> [Daftar Tugas]
• 1. Sebutkan secara berurutan semua tahapan kegiatan Aksi Kamisan di UNRI yang disebutkan dalam teks sumber.
• 2. Buat ringkasan teks sumber dalam dua kalimat.

> [Teks Sumber]
⟨

Aksi Kamisan Perdana di UNRI, Kampus Mesti Bebas dari Pelecehan

‘’Hidup korban! Jangan diam! Jangan Diam! Lawan!’’ teriak massa aksi dalam Aksi Kamisan yang ditaja mahasiswa Universitas Riau (UNRI). Bertajuk Riau Darurat Pelecehan Seksual. Aksi ini dilakukan di Jalan Bangau Sakti, pada Kamis (14/12).

Koordinator aksi M. Rafi katakan, Kamisan merupakan aksi damai yang dimulai sejak 18 Januari 2007. Tergabung dari para korban maupun keluarga korban pelanggaran Hak Asasi Manusia (HAM) di Indonesia. Seperti korban 1965, korban Tragedi Trisakti dan Semanggi 1998, korban Tragedi Rumpin, dan korban pelanggaran HAM lainnya.

Ia sampaikan aksi ini tak hanya libatkan mahasiswa UNRI, tapi juga libatkan masyarakat. Kegiatan dimulai dengan berdiam diri selama 10 menit. Lalu, dilanjutkan dengan orasi. Terakhir, lakukan diskusi.

Orasi dimulai oleh Rafi. Katanya, aksi ini untuk wujudkan UNRI yang bebas dari pelecehan seksual.

⟩

> [Baris Data]

⟨

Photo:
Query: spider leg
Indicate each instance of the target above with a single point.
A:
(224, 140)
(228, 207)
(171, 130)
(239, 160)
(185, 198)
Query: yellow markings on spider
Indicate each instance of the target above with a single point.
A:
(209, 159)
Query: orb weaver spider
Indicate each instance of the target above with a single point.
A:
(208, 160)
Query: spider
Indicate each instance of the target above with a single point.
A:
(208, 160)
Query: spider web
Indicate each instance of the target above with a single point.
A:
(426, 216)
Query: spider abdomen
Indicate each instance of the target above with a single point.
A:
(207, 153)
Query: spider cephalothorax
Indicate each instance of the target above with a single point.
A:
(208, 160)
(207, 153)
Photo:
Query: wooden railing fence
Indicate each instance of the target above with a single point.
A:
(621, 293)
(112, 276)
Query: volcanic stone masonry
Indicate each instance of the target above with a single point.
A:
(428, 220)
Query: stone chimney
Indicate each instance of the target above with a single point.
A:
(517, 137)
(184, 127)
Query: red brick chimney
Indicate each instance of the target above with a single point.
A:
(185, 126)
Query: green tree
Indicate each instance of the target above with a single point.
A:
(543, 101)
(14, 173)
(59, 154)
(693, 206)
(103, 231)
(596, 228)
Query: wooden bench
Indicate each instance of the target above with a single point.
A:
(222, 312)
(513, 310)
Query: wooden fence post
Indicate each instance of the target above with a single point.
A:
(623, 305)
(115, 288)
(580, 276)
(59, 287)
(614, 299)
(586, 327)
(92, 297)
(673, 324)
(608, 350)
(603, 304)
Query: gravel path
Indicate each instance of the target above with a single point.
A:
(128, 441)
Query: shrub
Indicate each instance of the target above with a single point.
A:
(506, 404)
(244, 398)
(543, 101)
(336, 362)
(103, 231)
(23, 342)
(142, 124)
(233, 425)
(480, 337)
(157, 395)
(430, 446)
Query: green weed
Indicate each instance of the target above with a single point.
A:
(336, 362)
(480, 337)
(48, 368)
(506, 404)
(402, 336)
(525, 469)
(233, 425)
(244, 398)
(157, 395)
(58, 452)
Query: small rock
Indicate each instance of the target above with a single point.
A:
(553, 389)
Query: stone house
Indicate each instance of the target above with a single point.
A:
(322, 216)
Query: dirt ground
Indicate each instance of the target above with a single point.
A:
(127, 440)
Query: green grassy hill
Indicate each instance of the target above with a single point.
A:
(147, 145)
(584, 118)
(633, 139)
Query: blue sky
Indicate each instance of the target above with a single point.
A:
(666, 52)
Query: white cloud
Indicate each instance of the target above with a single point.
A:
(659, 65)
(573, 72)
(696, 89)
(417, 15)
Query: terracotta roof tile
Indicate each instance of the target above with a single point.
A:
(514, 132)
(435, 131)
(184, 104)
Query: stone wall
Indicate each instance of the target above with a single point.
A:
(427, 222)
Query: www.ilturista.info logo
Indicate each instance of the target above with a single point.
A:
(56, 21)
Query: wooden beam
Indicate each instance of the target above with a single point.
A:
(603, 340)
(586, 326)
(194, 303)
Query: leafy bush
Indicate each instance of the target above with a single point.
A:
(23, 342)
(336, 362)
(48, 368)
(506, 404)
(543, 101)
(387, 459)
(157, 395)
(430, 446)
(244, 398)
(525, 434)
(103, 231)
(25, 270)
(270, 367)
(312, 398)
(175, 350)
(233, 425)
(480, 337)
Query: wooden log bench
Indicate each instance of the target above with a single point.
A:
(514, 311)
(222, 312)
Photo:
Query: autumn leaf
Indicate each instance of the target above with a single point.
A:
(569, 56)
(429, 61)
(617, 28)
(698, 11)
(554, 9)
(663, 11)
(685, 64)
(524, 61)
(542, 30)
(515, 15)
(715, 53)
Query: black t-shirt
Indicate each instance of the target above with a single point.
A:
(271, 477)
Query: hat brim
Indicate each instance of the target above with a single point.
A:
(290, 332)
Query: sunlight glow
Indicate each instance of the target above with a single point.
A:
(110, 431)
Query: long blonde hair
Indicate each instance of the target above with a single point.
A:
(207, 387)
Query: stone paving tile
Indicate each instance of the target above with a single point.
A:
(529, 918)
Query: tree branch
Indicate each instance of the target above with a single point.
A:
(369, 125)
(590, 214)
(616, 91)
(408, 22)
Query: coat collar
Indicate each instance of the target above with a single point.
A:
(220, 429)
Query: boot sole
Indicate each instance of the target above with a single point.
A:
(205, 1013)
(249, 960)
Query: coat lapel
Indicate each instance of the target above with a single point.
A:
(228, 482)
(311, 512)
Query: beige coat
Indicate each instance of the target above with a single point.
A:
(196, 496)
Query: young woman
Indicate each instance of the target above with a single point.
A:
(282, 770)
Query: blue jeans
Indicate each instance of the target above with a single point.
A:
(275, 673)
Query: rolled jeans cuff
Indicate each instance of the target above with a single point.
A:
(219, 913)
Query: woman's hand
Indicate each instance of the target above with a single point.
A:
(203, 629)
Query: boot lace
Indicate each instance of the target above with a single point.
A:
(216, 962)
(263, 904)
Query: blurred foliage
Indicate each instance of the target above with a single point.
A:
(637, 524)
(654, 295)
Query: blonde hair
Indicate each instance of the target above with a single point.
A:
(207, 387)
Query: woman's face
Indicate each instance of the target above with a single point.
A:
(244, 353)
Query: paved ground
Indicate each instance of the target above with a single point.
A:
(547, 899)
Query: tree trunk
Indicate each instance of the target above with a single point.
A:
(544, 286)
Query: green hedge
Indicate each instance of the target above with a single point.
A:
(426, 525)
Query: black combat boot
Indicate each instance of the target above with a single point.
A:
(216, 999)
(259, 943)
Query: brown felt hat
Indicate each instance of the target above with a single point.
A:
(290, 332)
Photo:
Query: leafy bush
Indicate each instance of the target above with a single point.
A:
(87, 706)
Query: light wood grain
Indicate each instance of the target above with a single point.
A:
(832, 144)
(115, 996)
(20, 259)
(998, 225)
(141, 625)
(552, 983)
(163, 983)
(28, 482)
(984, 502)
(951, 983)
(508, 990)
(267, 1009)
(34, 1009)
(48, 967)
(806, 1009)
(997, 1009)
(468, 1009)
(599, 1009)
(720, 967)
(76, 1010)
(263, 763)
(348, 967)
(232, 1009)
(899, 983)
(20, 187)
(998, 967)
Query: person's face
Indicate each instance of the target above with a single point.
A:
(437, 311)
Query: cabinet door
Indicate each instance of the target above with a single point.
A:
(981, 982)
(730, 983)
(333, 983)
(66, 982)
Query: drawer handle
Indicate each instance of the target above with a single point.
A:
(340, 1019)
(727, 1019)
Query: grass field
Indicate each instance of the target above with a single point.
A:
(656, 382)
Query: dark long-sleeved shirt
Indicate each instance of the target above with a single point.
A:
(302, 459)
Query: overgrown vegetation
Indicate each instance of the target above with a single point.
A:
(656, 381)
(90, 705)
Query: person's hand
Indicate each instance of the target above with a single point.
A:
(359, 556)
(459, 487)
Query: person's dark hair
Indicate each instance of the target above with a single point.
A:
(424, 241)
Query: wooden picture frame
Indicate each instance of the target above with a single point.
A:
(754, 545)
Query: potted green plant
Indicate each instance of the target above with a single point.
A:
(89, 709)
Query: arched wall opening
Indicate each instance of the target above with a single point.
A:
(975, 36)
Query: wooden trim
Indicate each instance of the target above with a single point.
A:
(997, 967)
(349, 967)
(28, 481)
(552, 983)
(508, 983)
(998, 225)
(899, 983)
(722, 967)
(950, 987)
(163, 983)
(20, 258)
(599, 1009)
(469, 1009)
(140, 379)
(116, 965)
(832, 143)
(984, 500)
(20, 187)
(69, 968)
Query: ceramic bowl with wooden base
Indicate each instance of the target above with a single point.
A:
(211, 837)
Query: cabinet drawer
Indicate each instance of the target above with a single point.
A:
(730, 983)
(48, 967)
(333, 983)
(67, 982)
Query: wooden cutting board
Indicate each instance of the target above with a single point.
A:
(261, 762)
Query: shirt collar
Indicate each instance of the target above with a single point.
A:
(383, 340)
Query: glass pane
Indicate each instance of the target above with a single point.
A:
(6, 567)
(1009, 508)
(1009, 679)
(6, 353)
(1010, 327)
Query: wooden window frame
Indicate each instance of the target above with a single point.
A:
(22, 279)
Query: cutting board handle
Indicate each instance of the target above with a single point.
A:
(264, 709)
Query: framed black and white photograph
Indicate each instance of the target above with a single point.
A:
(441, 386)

⟩

> [Jawaban Lengkap]
• 1.
1. Berdiam diri selama 10 menit
2. Orasi
3. Diskusi

• 2. Mahasiswa Universitas Riau (UNRI) menggelar Aksi Kamisan bertajuk Riau Darurat Pelecehan Seksual di Jalan Bangau Sakti pada Kamis (14/12), dengan melibatkan mahasiswa dan masyarakat. Menurut koordinator aksi M. Rafi, Kamisan adalah aksi damai yang dimulai sejak 18 Januari 2007 oleh para korban dan keluarga korban pelanggaran HAM di Indonesia, dan aksi ini bertujuan mewujudkan UNRI yang bebas dari pelecehan seksual.